_Extract provided_:
──────────────────────────────
= The CBS Late Movie =

Television series

Original title card (1972–1984).

The CBS Late Movie is a CBS television series (later known as CBS Late Night) that aired during the 1970s and 1980s. The program ran in most American television markets from 11:30 p.m. (ET/PT) until 2:30 a.m. or later, on weeknights. A single announcer (in the early years, CBS staff announcer Norm Stevens) voiced the introduction and commercial bumpers for each program, but there was no host per se, or closing credits besides those of the night's presentation. (The bumpers announcing the stars of the movie rotated names, two or three at a time, so more of the players would be mentioned.)

The program was launched following the cancellation of The Merv Griffin Show, which aired as part of the network's late night lineup from 1969 to 1972, and went on to have a long run in first-run syndication after Griffin decided to end his contract with CBS before it could cancel the talk show.

From 1972 to 1984, "So Old, So Young", composed by CBS West Coast musical director Morton Stevens and which also served as the theme for CBS' prime time movies until 1978, served as the program's theme music.

==Background==

Until 1969, CBS programming had never ventured into the late hours. However, three years earlier, scheduling coordinators at many of the network's affiliates, who were programming old movies after nightly local newscasts, took notice of the dwindling stock of new films available for acquisition. In fact, a 1966 poll of CBS affiliates revealed that approximately 80% of local outlets were demanding the network "supply a late evening entertainment show Mondays through Fridays" to fill the growing void in newer films. Thus, CBS tentatively targeted the spring of 1968 as the premiere date for a new network late night series. But CBS spokespersons admitted they "did not know whether its show would be similar to others, but it [was] hopeful of devising something different" from the usual talk format exemplified by Johnny Carson's Tonight Show on NBC or Joey Bishop, who was about to bring his own brand of chat to ABC audiences.

In 1967, at its annual convention, CBS met with 750 affiliate executives and told them the network could provide a Carson-style late night program by the following spring—but only if 85% of station-owners would commit to airing it. Otherwise, the financing required for such a production would prove cost-prohibitive. No official poll was taken among the executives, however, and this may have been due to the fact that in 1966 when a similar offer was dangled before affiliates, only 70% of CBS stations desired a late-evening talk show. Yet in 1969, this is just what was offered to them –in the person of Merv Griffin. But despite his success as a daytime television phenomenon, Griffin's CBS ratings could never compete with Johnny Carson's consistently high audience numbers. Thus, in pulling the plug on Griffin in early 1972, CBS committed its late night programming to classic feature films as well as the debut of more recent theatrical fare.
──────────────────────────────
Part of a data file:
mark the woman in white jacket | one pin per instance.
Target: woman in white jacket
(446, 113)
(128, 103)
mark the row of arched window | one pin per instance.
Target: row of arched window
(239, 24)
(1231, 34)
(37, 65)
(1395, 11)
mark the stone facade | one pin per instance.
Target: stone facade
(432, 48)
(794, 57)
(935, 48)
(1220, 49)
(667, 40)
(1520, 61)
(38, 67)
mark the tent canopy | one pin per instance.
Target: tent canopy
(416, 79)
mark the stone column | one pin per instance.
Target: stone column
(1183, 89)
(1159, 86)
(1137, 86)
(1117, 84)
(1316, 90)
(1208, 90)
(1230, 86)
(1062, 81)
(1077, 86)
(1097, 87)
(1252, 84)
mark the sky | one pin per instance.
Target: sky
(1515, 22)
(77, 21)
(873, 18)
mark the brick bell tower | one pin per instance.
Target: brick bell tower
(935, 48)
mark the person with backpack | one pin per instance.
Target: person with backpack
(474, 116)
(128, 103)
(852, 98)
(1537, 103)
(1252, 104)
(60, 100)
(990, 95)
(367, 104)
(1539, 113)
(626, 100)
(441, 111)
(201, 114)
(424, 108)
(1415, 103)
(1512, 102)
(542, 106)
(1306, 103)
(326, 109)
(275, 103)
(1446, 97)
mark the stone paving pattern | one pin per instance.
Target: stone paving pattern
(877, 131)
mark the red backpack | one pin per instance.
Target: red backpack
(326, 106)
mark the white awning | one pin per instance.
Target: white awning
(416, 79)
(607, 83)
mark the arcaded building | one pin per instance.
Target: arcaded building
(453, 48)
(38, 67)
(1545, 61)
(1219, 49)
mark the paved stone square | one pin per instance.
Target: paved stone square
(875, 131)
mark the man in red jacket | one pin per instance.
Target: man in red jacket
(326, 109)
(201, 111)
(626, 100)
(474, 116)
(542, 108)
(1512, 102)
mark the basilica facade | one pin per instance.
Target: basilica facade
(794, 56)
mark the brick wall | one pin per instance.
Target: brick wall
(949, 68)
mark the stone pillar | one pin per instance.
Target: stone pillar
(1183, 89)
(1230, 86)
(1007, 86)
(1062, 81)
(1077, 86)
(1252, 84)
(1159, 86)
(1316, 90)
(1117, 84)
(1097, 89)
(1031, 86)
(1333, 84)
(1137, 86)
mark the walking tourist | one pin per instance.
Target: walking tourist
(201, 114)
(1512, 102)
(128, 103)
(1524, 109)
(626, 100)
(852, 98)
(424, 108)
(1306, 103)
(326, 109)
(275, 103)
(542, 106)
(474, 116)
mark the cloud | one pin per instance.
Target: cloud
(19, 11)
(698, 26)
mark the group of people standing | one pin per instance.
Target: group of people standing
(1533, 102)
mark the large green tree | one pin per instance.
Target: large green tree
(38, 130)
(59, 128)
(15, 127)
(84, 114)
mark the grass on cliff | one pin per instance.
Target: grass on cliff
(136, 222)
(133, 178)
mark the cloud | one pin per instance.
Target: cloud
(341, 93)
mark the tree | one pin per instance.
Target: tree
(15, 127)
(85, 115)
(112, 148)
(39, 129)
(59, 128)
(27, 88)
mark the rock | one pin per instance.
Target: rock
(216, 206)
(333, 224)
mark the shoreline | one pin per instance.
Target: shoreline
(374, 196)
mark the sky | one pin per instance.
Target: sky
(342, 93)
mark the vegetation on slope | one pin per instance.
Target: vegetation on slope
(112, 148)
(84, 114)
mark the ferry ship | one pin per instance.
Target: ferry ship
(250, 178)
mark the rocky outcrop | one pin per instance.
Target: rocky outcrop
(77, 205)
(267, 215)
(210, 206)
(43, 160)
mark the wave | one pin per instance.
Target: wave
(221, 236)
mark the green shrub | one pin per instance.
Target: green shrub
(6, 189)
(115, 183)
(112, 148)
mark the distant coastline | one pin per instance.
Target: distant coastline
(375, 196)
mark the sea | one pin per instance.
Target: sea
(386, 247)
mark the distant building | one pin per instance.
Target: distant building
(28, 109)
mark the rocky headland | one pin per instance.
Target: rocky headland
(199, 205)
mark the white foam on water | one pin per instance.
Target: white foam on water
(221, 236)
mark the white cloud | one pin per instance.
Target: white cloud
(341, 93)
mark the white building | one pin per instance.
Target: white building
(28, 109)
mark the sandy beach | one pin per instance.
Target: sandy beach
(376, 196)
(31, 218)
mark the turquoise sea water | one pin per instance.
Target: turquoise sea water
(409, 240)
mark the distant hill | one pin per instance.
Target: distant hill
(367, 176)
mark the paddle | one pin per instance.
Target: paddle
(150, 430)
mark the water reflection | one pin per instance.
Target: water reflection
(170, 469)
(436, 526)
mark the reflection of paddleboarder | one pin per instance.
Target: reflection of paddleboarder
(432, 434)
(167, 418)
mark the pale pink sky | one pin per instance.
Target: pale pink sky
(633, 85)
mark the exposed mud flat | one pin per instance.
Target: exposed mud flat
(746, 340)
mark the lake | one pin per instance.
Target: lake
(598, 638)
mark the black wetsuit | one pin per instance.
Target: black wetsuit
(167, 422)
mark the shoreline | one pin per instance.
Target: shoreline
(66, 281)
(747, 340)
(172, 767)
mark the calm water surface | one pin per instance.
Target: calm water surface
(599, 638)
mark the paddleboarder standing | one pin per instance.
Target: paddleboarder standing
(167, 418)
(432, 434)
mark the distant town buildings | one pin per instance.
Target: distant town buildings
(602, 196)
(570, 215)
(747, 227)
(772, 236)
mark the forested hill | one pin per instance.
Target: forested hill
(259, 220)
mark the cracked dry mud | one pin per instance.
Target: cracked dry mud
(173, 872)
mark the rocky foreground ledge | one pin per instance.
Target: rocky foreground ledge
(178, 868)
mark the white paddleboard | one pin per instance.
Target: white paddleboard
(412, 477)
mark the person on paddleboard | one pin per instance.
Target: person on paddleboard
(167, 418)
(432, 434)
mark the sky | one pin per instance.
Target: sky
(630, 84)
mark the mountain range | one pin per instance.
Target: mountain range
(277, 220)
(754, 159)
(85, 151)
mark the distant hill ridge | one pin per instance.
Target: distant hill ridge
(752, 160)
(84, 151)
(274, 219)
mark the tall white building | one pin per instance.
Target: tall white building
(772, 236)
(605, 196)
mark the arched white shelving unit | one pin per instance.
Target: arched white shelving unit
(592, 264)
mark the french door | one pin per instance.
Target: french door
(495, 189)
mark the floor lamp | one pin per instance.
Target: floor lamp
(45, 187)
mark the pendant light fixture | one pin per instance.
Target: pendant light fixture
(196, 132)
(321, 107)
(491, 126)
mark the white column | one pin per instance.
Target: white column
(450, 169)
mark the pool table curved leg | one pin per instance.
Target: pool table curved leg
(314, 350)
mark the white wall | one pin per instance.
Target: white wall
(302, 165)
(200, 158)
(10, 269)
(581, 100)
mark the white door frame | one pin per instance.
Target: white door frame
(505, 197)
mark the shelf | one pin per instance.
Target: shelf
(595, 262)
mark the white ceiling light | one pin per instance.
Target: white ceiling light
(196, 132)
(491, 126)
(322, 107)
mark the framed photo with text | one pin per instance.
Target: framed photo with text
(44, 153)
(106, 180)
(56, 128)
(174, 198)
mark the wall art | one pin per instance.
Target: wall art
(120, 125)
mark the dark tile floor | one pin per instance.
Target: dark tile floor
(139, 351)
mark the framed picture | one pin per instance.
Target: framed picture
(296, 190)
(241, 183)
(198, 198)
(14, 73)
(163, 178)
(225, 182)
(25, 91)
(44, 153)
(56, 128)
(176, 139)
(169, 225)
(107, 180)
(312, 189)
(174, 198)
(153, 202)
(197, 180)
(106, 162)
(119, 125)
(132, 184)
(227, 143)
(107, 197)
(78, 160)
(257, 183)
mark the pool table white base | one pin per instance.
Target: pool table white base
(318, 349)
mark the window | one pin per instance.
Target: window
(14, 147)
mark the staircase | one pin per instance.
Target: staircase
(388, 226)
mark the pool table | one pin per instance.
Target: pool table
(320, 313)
──────────────────────────────
_What to produce_:
In the text on The CBS Late Movie, who composed the show's theme, "So Old, So Young"?

_Solution to this exercise_:
Morton Stevens, the CBS West Coast musical director.